» PASSAGE GIVEN:
-------------------------

October 31, 2012

Infochimps Leap to Open Source Branches

Nicole Hemsoth

During last week’s influx of big data-related news, one announcement about two growing open source projects, Kafka and Storm, caught our attention due to their prevalence in some of the web’s largest big data operations: LinkedIn and Twitter.

The dynamic duo of Apache-driven projects is being paired with data market and big data cloud platform vendor, Infochimps, in an effort to help the company secure new golden grail, large-scale enterprise customers who need greater reliability and performance during massive data ingestion, processing and analysis.

This week we talked to InfoChimps co-founder, Flip Kromer and the company’s CEO, Jim Kaskade about how they plan to take the norm of on-site bare metal for big data to task with a cloud-based platform that whips up a ready environment using a range of open source and proprietary tools.

Since users can add and shut down machines according to workload, the company says the combination of this scalability with full integration and use of platforms like Hadoop can present a rather attractive ease-of-use angle to big data ingestion, management and analysis. As they try to expand into major Fortune 1000 ranks, however, the robustness of all three of these capabilities need to be backed by added reliability, fault tolerance and performance—something Kafka and Storm are able to provide.

The open source power couple, Kafka and Storm, has been matched to drive the company’s Data Delivery Service (DDS), which is at the heart of the massive data collection, transport and in-stream processing capabilities within the Infochimps Platform. Kafka is the messaging system that rolled out of LinkedIn, where it was developed to serve as the basis for their activity stream and internal operational data processing. It is also the powerhouse behind several news feeds for other social platforms, is used to aid in relevance ranking and plays a role in reporting, monitoring and batch processing across a Hadoop cluster.

-------------------------

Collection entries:
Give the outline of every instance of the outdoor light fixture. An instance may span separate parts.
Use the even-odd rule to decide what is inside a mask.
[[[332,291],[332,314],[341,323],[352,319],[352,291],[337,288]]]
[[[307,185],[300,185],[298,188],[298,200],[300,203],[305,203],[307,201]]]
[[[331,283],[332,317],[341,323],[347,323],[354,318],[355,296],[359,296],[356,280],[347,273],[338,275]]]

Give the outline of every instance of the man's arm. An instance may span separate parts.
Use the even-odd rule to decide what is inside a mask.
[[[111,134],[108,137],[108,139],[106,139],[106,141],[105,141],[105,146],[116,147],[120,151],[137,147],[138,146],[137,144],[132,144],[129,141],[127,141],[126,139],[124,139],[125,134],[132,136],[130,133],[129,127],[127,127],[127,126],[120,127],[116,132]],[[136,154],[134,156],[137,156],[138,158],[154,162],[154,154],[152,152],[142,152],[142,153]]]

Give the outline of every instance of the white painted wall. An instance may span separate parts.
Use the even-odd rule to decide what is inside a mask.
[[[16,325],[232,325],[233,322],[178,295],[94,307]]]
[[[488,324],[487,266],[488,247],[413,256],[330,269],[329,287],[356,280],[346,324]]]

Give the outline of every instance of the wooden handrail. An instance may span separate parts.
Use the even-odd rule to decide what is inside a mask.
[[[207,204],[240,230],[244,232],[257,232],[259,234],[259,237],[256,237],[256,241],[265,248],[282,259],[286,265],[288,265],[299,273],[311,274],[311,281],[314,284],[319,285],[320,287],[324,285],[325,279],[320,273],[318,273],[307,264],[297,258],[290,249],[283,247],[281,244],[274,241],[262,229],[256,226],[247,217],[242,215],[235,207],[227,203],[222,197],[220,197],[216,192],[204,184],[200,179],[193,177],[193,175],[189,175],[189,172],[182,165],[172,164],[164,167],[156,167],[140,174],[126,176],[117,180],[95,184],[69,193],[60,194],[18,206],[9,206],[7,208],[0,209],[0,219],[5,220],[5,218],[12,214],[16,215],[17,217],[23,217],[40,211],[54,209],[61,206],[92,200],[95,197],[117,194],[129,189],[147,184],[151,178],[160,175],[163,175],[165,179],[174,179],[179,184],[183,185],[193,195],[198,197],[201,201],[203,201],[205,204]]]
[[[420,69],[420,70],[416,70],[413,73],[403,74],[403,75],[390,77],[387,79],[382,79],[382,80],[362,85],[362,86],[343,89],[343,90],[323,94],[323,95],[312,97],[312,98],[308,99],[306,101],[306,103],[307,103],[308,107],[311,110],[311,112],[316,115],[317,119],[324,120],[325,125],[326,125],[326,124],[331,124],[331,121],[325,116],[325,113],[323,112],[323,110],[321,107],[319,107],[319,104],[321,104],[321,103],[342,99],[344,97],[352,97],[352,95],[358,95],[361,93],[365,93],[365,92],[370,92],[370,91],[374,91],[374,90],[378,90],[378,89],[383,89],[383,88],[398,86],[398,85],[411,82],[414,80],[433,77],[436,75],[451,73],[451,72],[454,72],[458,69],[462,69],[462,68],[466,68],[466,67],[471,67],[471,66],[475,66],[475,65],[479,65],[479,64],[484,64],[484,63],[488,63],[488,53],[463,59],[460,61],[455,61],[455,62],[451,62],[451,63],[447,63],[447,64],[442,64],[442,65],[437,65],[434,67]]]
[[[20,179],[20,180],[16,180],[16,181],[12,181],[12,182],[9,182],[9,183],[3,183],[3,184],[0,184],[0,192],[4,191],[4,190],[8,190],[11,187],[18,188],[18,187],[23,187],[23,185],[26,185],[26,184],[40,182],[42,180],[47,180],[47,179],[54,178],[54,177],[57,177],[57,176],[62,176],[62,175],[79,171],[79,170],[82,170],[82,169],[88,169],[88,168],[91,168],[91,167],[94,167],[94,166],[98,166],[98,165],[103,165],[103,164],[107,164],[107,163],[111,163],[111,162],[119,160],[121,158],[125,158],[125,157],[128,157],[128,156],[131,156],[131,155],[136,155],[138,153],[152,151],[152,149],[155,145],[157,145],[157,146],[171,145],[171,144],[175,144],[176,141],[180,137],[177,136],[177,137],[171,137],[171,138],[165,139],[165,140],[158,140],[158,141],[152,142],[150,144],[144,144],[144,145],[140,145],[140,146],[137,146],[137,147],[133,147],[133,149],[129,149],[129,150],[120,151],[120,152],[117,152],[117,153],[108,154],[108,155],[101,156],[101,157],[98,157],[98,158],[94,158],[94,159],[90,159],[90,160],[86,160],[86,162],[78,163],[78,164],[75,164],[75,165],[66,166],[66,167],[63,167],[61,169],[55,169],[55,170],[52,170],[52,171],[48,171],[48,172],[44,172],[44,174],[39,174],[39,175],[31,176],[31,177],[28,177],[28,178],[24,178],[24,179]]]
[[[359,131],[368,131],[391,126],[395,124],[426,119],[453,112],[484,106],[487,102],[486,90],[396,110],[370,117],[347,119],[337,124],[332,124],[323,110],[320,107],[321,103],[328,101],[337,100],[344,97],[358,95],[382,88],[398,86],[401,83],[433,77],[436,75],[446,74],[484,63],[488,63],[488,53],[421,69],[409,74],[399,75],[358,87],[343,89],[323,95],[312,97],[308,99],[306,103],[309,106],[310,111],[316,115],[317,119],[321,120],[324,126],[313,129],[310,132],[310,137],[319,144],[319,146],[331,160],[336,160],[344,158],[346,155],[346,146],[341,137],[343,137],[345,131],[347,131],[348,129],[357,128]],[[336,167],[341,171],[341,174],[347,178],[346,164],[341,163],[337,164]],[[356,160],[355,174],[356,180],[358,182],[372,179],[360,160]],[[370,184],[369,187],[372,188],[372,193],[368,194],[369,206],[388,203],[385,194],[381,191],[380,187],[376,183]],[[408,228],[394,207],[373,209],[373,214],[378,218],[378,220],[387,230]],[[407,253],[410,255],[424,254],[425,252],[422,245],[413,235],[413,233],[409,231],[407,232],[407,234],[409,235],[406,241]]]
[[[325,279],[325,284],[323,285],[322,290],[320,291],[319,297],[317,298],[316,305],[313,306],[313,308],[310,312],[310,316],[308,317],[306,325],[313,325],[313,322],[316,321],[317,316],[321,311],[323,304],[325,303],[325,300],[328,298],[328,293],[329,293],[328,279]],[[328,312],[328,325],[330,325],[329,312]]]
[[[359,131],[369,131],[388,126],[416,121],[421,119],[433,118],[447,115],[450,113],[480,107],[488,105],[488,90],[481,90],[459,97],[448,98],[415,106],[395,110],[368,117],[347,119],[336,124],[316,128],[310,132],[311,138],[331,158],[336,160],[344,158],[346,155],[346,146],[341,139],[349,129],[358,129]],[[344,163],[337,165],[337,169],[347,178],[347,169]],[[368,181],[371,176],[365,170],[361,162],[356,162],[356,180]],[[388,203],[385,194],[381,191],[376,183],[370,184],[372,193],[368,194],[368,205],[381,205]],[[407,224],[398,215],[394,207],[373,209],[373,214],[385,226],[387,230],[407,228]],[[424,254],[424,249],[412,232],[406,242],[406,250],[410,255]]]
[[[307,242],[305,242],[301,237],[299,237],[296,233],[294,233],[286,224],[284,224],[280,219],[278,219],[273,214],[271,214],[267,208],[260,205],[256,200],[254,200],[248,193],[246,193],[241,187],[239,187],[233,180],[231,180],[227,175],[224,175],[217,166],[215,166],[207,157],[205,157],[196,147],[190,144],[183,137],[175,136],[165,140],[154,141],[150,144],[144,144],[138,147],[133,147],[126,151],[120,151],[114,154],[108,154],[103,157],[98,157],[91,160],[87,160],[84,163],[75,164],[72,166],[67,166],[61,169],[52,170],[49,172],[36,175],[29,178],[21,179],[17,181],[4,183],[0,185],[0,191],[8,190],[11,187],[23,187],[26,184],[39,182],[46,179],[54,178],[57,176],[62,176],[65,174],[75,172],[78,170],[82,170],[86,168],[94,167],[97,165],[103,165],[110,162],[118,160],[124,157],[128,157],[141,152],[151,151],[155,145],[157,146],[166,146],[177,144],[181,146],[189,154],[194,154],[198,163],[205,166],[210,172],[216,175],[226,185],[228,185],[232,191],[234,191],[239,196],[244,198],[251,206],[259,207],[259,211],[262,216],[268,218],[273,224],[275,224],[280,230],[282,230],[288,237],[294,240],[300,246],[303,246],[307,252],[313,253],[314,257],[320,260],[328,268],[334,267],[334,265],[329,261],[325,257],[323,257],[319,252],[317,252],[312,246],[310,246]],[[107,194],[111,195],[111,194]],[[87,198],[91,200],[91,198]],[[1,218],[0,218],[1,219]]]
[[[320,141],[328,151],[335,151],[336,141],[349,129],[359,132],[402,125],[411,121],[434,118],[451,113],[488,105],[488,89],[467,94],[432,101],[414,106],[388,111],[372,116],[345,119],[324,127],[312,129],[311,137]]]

-------------------------

» WORK TO COMPLETE:
1/ Return each line of the entries that contains the string "span", matching case exactly.
2/ Write the next part of the Infochimps article, picking up right after its last sentence.
The Infochimps article and the entries are unrelated to each other.

» FINAL ANSWERS:
1/
Give the outline of every instance of the outdoor light fixture. An instance may span separate parts.
Give the outline of every instance of the man's arm. An instance may span separate parts.
Give the outline of every instance of the white painted wall. An instance may span separate parts.
Give the outline of every instance of the wooden handrail. An instance may span separate parts.

2/
The team that developed Kafka says that the technology is central to many of the websites we visit daily. “In recent years, activity and operational data has become a critical part of the production features of websites, hence a slightly more sophisticated set of infrastructure is needed.” In this case, one that can do everything from plow through activity stream data in a snap for a range of different end uses. The problem is, they say, “This high-throughput stream of immutable activity data represents a real computational challenge as the volume may easily be 10x or 100x larger than the next largest data source on a site.”

These challenges are not so unlike what Infochimps faced as it sought to scale, add reliability and provide a dash of performance that their former Flume paradigm wasn’t able to offer. The company’s co-founder, Kromer, told us that when they started with Flume, it was the only mature(ish) platform available for the purpose. However, as they continued development, it became clear that the need for handling high volume at high speed with reliability as a critical component meant they had to look elsewhere. “It took us a while,” he said, “but we found that Flume was not the right platform for streaming data analytics; it was great for high-speed data transport, but not for what we wanted…” He notes that there was some flexibility built into Kafka that offered an “interesting, efficient take on the problem of reliable (stress reliable), high-speed data delivery into a lot of disparate systems.”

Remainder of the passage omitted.